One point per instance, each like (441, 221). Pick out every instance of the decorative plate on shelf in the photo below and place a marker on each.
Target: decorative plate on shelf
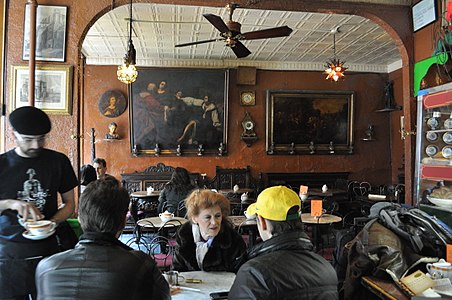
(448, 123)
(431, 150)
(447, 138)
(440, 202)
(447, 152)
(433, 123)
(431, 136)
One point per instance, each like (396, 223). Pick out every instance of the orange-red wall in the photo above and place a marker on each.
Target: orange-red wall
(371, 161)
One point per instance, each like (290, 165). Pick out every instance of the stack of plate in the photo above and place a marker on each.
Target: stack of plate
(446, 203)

□ □ □ □ □

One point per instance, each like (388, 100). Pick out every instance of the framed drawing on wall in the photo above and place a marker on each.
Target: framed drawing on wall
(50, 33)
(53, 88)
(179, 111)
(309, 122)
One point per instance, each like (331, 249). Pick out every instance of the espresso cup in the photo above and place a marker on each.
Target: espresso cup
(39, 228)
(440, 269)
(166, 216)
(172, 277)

□ □ □ □ □

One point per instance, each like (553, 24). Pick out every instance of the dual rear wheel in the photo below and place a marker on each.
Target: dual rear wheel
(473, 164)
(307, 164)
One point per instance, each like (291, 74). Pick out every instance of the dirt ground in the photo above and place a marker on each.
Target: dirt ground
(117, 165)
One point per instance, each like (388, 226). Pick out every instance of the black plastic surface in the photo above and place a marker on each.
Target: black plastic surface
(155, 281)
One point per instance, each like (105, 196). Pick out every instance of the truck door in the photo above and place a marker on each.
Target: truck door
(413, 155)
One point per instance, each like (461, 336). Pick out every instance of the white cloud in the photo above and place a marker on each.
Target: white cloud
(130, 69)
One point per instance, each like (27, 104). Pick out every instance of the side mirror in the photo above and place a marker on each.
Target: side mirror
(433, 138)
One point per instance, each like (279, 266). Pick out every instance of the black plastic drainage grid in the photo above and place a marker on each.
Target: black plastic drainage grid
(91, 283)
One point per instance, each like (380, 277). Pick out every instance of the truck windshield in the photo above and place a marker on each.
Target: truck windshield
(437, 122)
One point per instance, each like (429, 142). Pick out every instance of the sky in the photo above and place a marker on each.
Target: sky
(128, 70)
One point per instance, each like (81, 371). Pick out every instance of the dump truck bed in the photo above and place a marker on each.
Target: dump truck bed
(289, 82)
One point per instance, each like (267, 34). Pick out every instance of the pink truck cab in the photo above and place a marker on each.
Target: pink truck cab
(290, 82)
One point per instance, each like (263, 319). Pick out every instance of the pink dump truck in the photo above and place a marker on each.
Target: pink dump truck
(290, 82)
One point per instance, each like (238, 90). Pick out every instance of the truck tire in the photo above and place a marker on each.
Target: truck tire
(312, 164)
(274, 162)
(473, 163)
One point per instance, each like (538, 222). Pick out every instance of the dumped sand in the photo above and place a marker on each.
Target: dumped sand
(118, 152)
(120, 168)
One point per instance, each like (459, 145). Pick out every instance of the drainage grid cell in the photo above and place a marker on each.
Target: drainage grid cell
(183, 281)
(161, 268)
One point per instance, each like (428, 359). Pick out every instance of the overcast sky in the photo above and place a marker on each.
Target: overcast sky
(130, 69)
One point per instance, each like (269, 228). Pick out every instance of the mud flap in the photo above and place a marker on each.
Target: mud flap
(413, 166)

□ □ □ □ □

> _Short task_: From the lines above, pick out and copy each one that contains the string "plate". Case counts.

> _Task output_:
One point per instance, each like (441, 221). Pick out every instance of the decorative plate on shelf in the photo below and place a marker on each.
Target: decorative plate on shelf
One point per instance, each like (290, 165). Pick out every instance of the stack of plate in the photo above and place a marker on each.
Target: stack of plate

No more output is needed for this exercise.